__Extract provided__

In short, the Trump administration's potential 'losses' from pursuing a trade war with China are not only economic, but diplomatic and political to boot.
The Trump administration has been using sections of US trade law that are rarely used, although not unprecedented. Each round of US tariffs has been justified on the basis of a different section of US trade law and has different implications for global trade.
The US tariffs on washing machines and solar energy elements are part of what are called safeguard measures. This essentially means tariffs are imposed on foreign imports of a product deemed to be increasing at a rate that hurts domestic industry. Safeguard measures are designed to be temporary.
The United States International Trade Commission (USIT) – an independent federal agency that administers US trade laws - will only consider a Section 201 case following a petition from affected parties. In this case, whitegoods manufacturer Whirlpool and solar companies Suniva Inc. and SolarWind Americas made the case that they were unable to compete in a flooded market due to Chinese and Korean imports.
The last time the United States used section 201 was under the Bush administration, which used it to impose tariffs of up to 30 per cent on steel imports in 2002. The move was widely criticised in the United States and abroad, and eventually deemed illegal by the WTO, forcing the president to withdraw the tariffs after 21 months. Safeguard measures are widely used and are perfectly legal under domestic and international trade law, although economically rarely justified.

__Data shown__
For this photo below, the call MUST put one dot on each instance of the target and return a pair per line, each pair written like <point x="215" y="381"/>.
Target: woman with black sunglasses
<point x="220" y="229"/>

__Work to do__
A. Print the stretch from "The US tariffs" through "and Korean imports." in the passage on US tariffs.
B. Condense the paragraph of the passage on US tariffs that begins "The last time the United States used section 201" into a shorter version that keeps its main facts.
The listing comes from a separate source, not from the passage on US tariffs.

__Responses to the exercise__
A.
The US tariffs on washing machines and solar energy elements are part of what are called safeguard measures. This essentially means tariffs are imposed on foreign imports of a product deemed to be increasing at a rate that hurts domestic industry. Safeguard measures are designed to be temporary.
The United States International Trade Commission (USIT) – an independent federal agency that administers US trade laws - will only consider a Section 201 case following a petition from affected parties. In this case, whitegoods manufacturer Whirlpool and solar companies Suniva Inc. and SolarWind Americas made the case that they were unable to compete in a flooded market due to Chinese and Korean imports.

B. The United States last used Section 201 in 2002, when the Bush administration imposed tariffs of up to 30 percent on steel imports. The move drew wide criticism at home and abroad. The WTO eventually ruled it illegal, and the tariffs were withdrawn after 21 months. Safeguard measures are common and legal under domestic and international trade law, though they are rarely justified economically.